- _Task inputs_:
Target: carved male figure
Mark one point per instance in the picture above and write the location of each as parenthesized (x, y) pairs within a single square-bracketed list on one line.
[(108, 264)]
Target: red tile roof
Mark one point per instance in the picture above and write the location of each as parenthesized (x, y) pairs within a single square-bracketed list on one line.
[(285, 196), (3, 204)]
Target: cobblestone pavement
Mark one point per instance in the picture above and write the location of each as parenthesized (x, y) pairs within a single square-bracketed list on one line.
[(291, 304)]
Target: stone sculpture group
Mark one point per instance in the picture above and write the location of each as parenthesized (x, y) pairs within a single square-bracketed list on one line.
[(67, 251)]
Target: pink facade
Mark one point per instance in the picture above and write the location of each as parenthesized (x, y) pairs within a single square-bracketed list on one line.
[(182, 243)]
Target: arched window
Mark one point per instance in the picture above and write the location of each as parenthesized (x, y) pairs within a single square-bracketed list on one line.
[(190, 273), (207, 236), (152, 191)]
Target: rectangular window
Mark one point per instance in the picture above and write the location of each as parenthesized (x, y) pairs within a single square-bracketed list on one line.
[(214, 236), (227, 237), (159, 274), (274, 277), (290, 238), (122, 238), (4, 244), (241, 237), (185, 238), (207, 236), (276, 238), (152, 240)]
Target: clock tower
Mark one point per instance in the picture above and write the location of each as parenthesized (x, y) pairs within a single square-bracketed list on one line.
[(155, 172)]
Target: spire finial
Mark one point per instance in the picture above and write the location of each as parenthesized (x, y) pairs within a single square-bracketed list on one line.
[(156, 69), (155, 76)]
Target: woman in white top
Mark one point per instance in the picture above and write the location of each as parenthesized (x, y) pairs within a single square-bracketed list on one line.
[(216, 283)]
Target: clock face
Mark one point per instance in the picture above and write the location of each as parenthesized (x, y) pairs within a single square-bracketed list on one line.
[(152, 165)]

- _Your task_: What you should produce is an exact copy of the records above.

- _Task answer_:
Target: carved male figure
Mark one point per instance in the picture above and write the location of each as parenthesized (x, y) pairs within a single square-bracketed list on one line.
[(108, 264)]
Target: red tile roof
Mark one point per instance in the picture above and write the location of each as parenthesized (x, y) pairs within a single square-bracketed list on one line.
[(285, 196), (3, 204)]
Target: cobblestone pavement
Mark one point per instance in the picture above and write the location of each as parenthesized (x, y) pairs within a single square-bracketed list on one line.
[(291, 304)]
Target: stone sculpture group
Mark one point per instance in the picture above and write the location of each as parenthesized (x, y) pairs within a single square-bracketed list on one line.
[(67, 251)]
Target: pink facade
Mark one point per instance in the picture above and write the location of each as parenthesized (x, y) pairs within a single square-bracketed list on one line.
[(182, 243)]
Target: arched window
Mark one point per instance in the picture above and write the location of each as parenthesized (x, y) pairs within a single square-bracketed list on one line.
[(190, 273), (207, 236), (152, 191)]
Target: rectangular window
Mark one point per instance in the picture above and write the location of each as parenthesized (x, y) pairs within a single square-bracketed list on one line.
[(214, 236), (227, 237), (159, 274), (274, 277), (290, 238), (122, 238), (4, 244), (241, 237), (185, 238), (207, 236), (276, 238), (152, 240)]
Target: clock tower
Mark one point per instance in the picture above and write the location of each as parenthesized (x, y) pairs within a single square-bracketed list on one line.
[(155, 172)]
Target: spire finial
Mark one point per instance in the picture above and write the location of each as parenthesized (x, y) pairs within a single square-bracketed list on one line.
[(156, 69), (155, 76)]
Target: woman in white top
Mark one point per instance in the picture above and write the location of each as parenthesized (x, y) pairs within a single square-bracketed list on one line.
[(216, 283)]
Target: clock face
Mark one point per instance in the picture above and write the location of each as parenthesized (x, y) pairs within a single square-bracketed list on one line.
[(152, 165)]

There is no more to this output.